◆ **Exercise**: Print the passage of the Winchester rifle thread below from "I went to the" up to and including "on the wall.", word for word.

# My brand new 1994 1894 grade # 1 Winchester Centennial



## Goldwing (Nov 5, 2014)

I made a short post about this rifle that I put on layaway last week. It is chambered in .30 WCF. It sports a 26" barrel that is octagonal out to the front of the fore end and round out to the muzzle.
Now that I have it home with me I am very pleased with the purchase. This rifle was never fired in the 26 years since it was made in 1994. I can not find any dings, marks, or flaws anywhere. The bore looks perfect.
According to some internet research Gunbroker has a couple at auction with a starting bid of $1200. I am in at well less than half of that.
I do intend to shoot it. I plan on killing deer with it, just not in snow or rain!
































GW


----------



## Goldwing (Nov 5, 2014)

Plans have changed








I swapped for a real pre-64 1894. 
This one was built in1908. Sorry about the crappy image from the shop.

GW

.


----------



## Goldwing (Nov 5, 2014)

Winchester .32 Special Hornady 165 grain cartridge ready to meet a chamber that was bored when Theodore Roosevelt was in office.

GW


----------



## Goldwing (Nov 5, 2014)

I went to the range today, primarily to see if my new one hundred plus year old '94 Winchester functioned or was destined to be an expensive decoration on the wall.
A wall hanger it is not. It functions just as John Moses Browning intended. My problem is the bead on the front sight is the size of a pin head and is over thirty inches away from my eye. Three inch groups at sixty yards might take a deer down, but I can do better. I will research vintage sight upgrades.
On the upper left is a ten shot group with my MK II Target at forty-five feet with my new Fire Sights.

◆ **Stored data**:

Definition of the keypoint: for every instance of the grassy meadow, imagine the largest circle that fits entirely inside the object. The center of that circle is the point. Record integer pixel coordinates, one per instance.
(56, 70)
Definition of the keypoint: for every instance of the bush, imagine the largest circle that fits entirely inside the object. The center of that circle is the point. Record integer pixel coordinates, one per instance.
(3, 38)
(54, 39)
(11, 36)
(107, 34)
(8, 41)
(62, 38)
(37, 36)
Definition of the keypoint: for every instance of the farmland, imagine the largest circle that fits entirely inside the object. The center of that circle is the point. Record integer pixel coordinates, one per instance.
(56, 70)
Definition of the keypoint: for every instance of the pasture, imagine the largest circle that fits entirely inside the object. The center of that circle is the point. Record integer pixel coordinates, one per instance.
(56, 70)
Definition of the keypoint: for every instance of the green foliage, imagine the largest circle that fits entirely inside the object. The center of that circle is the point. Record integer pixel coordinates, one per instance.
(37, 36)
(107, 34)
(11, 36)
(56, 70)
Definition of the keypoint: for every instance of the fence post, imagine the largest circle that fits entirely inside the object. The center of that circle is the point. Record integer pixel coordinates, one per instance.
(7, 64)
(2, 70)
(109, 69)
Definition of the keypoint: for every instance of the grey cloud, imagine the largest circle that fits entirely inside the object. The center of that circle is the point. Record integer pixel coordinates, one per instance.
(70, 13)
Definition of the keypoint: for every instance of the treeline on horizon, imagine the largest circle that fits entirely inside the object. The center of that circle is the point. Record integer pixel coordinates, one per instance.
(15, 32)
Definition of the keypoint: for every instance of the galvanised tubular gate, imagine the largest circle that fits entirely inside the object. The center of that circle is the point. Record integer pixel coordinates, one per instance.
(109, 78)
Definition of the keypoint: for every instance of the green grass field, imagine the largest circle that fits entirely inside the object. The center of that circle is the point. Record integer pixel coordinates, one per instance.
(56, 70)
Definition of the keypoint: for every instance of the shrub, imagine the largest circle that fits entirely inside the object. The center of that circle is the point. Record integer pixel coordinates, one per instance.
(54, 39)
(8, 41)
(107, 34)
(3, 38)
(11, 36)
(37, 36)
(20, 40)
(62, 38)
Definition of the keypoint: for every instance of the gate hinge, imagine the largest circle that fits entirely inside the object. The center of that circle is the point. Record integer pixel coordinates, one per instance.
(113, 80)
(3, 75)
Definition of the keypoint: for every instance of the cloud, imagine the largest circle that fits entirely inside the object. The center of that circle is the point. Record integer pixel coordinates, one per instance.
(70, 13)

◆ **Response**:
I went to the range today, primarily to see if my new one hundred plus year old '94 Winchester functioned or was destined to be an expensive decoration on the wall.